## Job:
Reproduce every line of the data below without any changes.
--- START Material ---
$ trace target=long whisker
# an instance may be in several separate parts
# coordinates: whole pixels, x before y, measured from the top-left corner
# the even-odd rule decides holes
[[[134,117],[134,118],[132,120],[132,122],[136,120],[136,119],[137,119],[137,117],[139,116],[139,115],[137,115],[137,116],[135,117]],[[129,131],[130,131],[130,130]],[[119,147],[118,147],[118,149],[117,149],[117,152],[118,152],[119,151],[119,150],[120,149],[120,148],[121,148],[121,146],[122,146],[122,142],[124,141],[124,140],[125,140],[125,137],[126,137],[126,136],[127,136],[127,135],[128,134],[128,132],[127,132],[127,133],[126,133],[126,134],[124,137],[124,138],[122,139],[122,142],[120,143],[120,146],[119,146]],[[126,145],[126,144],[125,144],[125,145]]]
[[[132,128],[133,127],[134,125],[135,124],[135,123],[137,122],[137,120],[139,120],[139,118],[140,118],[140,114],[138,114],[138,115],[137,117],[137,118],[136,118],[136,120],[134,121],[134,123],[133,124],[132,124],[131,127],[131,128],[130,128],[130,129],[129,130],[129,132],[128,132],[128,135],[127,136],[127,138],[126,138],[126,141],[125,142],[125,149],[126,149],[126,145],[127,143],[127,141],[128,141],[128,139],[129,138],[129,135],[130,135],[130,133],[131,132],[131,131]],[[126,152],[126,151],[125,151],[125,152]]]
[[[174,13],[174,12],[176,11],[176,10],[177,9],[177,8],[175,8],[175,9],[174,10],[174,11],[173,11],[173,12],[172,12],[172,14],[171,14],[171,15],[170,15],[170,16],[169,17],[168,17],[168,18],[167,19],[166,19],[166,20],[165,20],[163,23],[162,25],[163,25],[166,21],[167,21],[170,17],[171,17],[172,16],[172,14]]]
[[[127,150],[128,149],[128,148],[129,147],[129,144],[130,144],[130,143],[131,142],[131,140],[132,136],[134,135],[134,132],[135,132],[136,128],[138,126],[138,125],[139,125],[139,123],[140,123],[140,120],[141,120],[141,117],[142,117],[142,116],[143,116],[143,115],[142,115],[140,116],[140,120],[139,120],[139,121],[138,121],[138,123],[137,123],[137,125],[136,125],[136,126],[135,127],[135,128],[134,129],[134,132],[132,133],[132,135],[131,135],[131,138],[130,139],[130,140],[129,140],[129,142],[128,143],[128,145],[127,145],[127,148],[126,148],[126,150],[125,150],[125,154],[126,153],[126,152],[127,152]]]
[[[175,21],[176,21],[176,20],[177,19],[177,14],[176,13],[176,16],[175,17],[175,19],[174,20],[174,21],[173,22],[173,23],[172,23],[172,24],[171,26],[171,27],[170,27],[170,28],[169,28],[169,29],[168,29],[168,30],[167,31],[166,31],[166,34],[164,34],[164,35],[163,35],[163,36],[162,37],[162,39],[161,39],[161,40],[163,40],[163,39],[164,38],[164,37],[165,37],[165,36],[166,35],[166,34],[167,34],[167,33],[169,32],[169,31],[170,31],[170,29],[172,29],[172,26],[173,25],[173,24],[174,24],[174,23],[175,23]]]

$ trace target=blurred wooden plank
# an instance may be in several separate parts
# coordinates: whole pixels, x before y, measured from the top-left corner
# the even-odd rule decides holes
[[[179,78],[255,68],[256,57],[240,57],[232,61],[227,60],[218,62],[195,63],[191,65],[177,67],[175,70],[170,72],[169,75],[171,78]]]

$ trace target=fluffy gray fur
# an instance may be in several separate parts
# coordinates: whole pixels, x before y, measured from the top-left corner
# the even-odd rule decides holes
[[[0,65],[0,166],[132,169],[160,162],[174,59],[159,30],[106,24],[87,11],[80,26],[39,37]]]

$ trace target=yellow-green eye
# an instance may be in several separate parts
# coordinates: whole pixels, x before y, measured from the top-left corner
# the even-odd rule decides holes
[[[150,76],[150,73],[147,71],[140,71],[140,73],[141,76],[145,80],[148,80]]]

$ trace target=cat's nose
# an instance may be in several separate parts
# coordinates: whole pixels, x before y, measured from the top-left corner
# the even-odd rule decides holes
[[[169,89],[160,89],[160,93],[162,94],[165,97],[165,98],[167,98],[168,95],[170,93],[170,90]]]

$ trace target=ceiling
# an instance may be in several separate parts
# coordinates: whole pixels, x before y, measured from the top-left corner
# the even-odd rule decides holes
--- END Material ---
## Answer to the problem:
$ trace target=long whisker
# an instance may be in several separate parts
# coordinates: whole pixels, x before y, measured from the top-left corner
# the even-odd rule decides holes
[[[134,117],[134,118],[132,120],[132,122],[136,120],[136,119],[137,119],[137,117],[139,116],[139,115],[137,115],[137,116],[135,117]],[[129,131],[130,131],[130,130]],[[119,147],[118,147],[118,149],[117,149],[117,152],[118,152],[119,151],[119,150],[120,149],[120,148],[121,148],[121,146],[122,146],[122,142],[124,141],[124,140],[125,140],[125,137],[126,137],[126,136],[127,136],[127,135],[128,134],[128,132],[127,132],[127,133],[126,133],[126,134],[124,137],[124,138],[122,139],[122,142],[120,143],[120,146],[119,146]],[[126,145],[126,144],[125,144],[125,145]]]
[[[132,128],[133,127],[134,125],[135,124],[135,123],[137,122],[137,120],[139,120],[139,118],[140,118],[140,114],[138,114],[138,115],[137,117],[137,118],[136,118],[136,120],[134,121],[134,123],[133,124],[132,124],[131,127],[131,128],[130,128],[130,129],[129,130],[129,132],[128,132],[128,135],[127,136],[127,138],[126,138],[126,141],[125,142],[125,149],[126,149],[126,145],[127,143],[127,141],[128,141],[128,139],[129,138],[129,135],[130,135],[130,133],[131,132],[131,131]],[[126,152],[126,151],[125,151],[125,152]]]
[[[174,13],[174,12],[176,11],[176,10],[177,9],[177,8],[175,8],[175,9],[174,10],[174,11],[173,11],[173,12],[172,12],[172,14],[171,14],[171,15],[170,15],[170,16],[169,17],[168,17],[168,18],[167,19],[166,19],[166,20],[165,20],[163,23],[162,25],[163,25],[166,21],[167,21],[170,17],[171,17],[172,16],[172,14]]]
[[[127,150],[128,149],[128,148],[129,147],[129,144],[130,144],[130,143],[131,142],[131,140],[132,136],[134,135],[134,132],[135,132],[136,128],[138,126],[138,125],[139,125],[139,123],[140,123],[140,120],[141,120],[141,117],[142,117],[142,116],[143,116],[143,115],[142,115],[140,116],[140,120],[139,120],[139,121],[138,121],[138,123],[137,123],[137,125],[136,125],[136,126],[135,127],[135,128],[134,129],[134,132],[132,133],[132,135],[131,135],[131,138],[130,139],[130,140],[129,140],[129,142],[128,143],[128,145],[127,145],[127,148],[126,148],[126,150],[125,150],[125,154],[126,153],[126,152],[127,152]]]
[[[175,21],[176,21],[176,20],[177,19],[177,14],[176,13],[176,16],[175,17],[175,19],[174,20],[174,21],[173,22],[173,23],[172,23],[172,24],[171,26],[171,27],[170,27],[170,28],[169,28],[169,29],[168,29],[168,30],[167,31],[166,31],[166,34],[164,34],[164,35],[163,35],[163,36],[162,37],[162,39],[161,39],[161,40],[163,40],[163,39],[164,38],[164,37],[165,37],[165,36],[166,35],[166,34],[167,34],[167,33],[169,32],[169,31],[170,31],[170,29],[172,29],[172,26],[173,25],[173,24],[174,24],[174,23],[175,23]]]

$ trace target=blurred wooden plank
# an instance may be in several separate parts
# coordinates: whole pixels, x before y, measured from the top-left corner
# the even-odd rule decides holes
[[[179,78],[255,68],[256,57],[240,57],[232,61],[227,60],[218,62],[195,63],[191,65],[177,67],[175,70],[170,72],[169,75],[171,78]]]

$ trace target=fluffy gray fur
# an instance may be in several separate parts
# coordinates: whole pixels, x before y, measured from the top-left corner
# the even-odd rule decides holes
[[[0,65],[0,166],[132,169],[160,162],[174,59],[159,30],[106,24],[87,11],[80,26],[39,37]]]

$ trace target=yellow-green eye
# an instance may be in several separate parts
# coordinates: whole pixels, x before y, measured from the top-left corner
# the even-odd rule decides holes
[[[150,76],[150,73],[147,71],[140,71],[140,73],[141,76],[145,80],[148,80]]]

$ trace target=cat's nose
# an instance may be in several separate parts
# coordinates: whole pixels, x before y, measured from the top-left corner
# the even-odd rule decides holes
[[[169,89],[160,89],[160,93],[162,94],[165,97],[165,98],[167,98],[168,95],[170,93],[170,90]]]

$ trace target=ceiling
# an instance may be in several separate parts
# coordinates: whole pixels, x before y, measured from the top-left corner
# the even-odd rule decides holes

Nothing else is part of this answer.